— 練習問題 —
1. 本文のうち、「EFFとプライバシー擁護団体」を含む語句で始まり「の職員組合が名を連ねている。」で終わる部分を、「職員組合」を「労働組合」に置き換えて更新してください。
2. 本文によると、連邦職員などの個人情報へのアクセスを制限している法律は何ですか。

── 本文 ──

以下の文章は、電子フロンティア財団の「EFF Sues DOGE and the Office of Personnel Management to Halt Ransacking of Federal Data」を翻訳したものである。
EFFとプライバシー擁護団体の連合は、本日訴訟を提起し、イーロン・マスクの政府効率化局(DOGE)が人事管理局(OPM)保管の数百万人の米国市民のプライベート情報にアクセスすることを阻止し、これまでに収集または除去されたデータの消去を求めている。また、この訴訟ではOPMも被告とされており、OPMがDOGEとさらなるデータ共有を行うことを差し止めるよう求めた。
提訴に踏み切った原告には、連邦職員個人のほか、米国政府職員連盟(AFGE)や行政法審判官協会を含む複数の職員組合が名を連ねている。
この米国市民のセンシティブなデータに対する恥知らずな略奪行為は、その規模において前例のないものである。我々は、Lex Lumina、State Democracy Defenders Fund、Chandra Law Firmを共同代理人として、プライバシーを侵害された現職および元連邦職員を代表している。この危険で違法な侵入を直ちに中止させるため、裁判所に仮差止命令を求めている。この膨大なデータには、事実上すべての現職および元連邦職員、請負業者、さらには連邦職の応募者の個人的な人口統計データや職歴が含まれている。これらの情報へのアクセスは1974年プライバシー法によって制限されている。先週、連邦裁判所の判事は類似の訴訟に基づき、DOGEが重要な財務省支払いシステムにアクセスすることを一時的に差し止めた。

───
── 提供データ ──

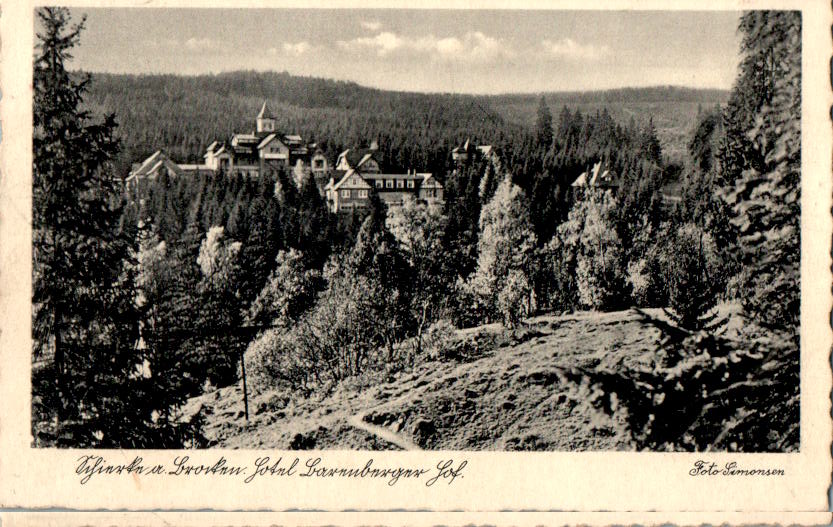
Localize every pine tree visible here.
[535,95,552,148]
[32,8,152,447]
[721,11,801,334]
[470,173,536,322]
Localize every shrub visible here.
[626,224,675,307]
[497,269,531,328]
[558,310,800,452]
[245,329,312,393]
[667,223,726,329]
[558,191,625,309]
[423,318,457,360]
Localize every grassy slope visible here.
[189,310,720,451]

───

— 解答 —
1.
EFFとプライバシー擁護団体の連合は、本日訴訟を提起し、イーロン・マスクの政府効率化局(DOGE)が人事管理局(OPM)保管の数百万人の米国市民のプライベート情報にアクセスすることを阻止し、これまでに収集または除去されたデータの消去を求めている。また、この訴訟ではOPMも被告とされており、OPMがDOGEとさらなるデータ共有を行うことを差し止めるよう求めた。
提訴に踏み切った原告には、連邦職員個人のほか、米国政府職員連盟(AFGE)や行政法審判官協会を含む複数の労働組合が名を連ねている。

2. 1974年プライバシー法です。